Can you rewrite the entries below with "superstructure" switched to "deckhouse", keep everything else unchanged, and leave the pictures out?

— BEGIN DATA IN THIS EXERCISE —

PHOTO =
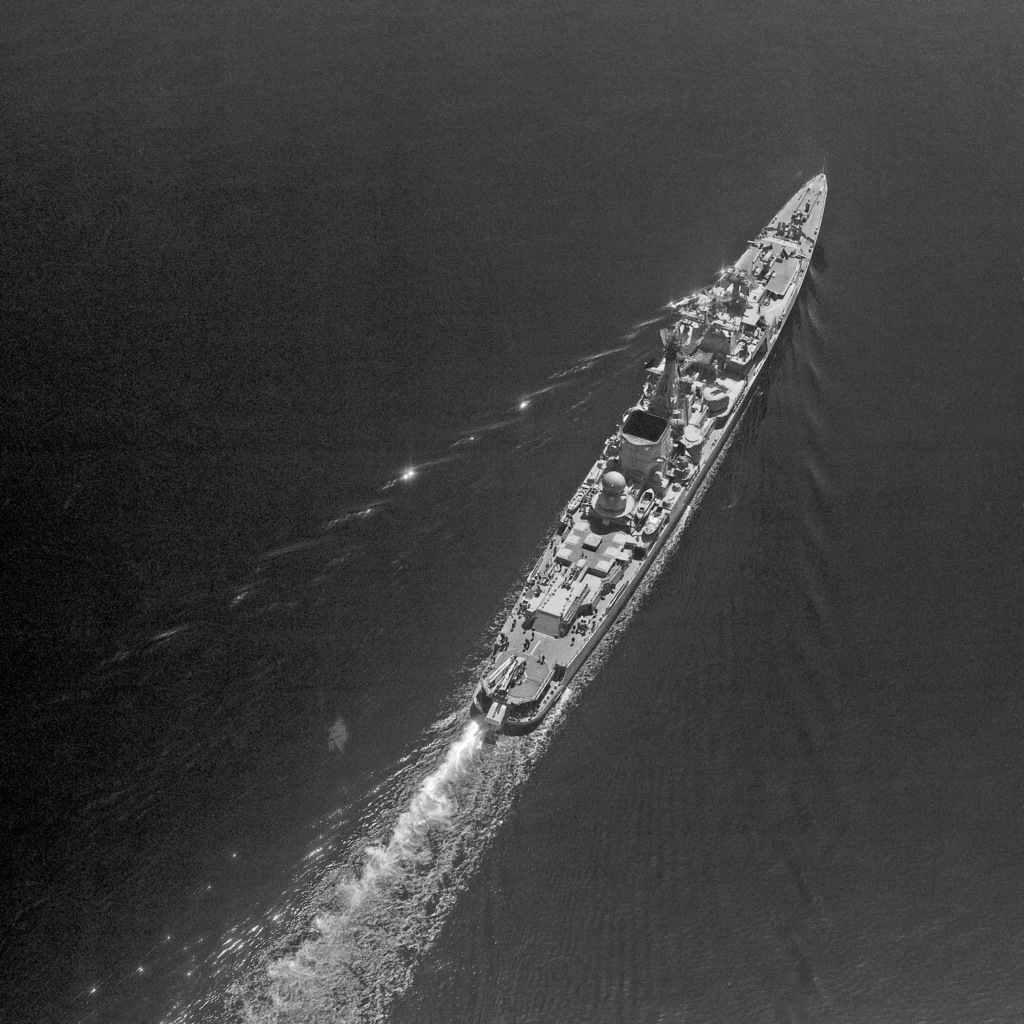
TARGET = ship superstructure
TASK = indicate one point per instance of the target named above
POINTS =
(649, 470)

— END DATA IN THIS EXERCISE —

SOLUTION TO THIS TASK:
PHOTO =
TARGET = ship deckhouse
TASK = indicate one point per instance of the target named above
POINTS =
(649, 470)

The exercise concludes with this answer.